Can you format the material below as a Markdown table with a Row column numbering each line and a Text column holding the line itself, leaving out any blank lines?

▼

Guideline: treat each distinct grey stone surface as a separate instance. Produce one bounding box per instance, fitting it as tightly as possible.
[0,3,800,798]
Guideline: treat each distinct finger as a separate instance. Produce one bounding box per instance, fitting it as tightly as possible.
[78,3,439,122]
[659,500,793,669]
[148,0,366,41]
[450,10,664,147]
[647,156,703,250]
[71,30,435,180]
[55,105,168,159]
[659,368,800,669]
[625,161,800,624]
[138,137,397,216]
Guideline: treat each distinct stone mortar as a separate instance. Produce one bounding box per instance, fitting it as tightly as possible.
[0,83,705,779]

▲

**Worked solution:**
| Row | Text |
|---|---|
| 1 | Guideline: treat each distinct grey stone surface as a separate instance. Produce one bounding box per instance, fitting it as tightly as possible. |
| 2 | [0,3,800,798] |
| 3 | Guideline: treat each distinct finger as a separate instance. Produce one bounding box per instance, fitting it as tightly as possible. |
| 4 | [78,3,439,122] |
| 5 | [659,500,793,669] |
| 6 | [148,0,366,41] |
| 7 | [450,10,664,147] |
| 8 | [647,156,703,250] |
| 9 | [71,30,435,180] |
| 10 | [55,105,168,159] |
| 11 | [659,368,800,669] |
| 12 | [625,161,800,624] |
| 13 | [138,137,397,216] |
| 14 | Guideline: treat each distinct stone mortar as a separate instance. Produce one bounding box per instance, fitting it as tightly as possible. |
| 15 | [0,83,705,779] |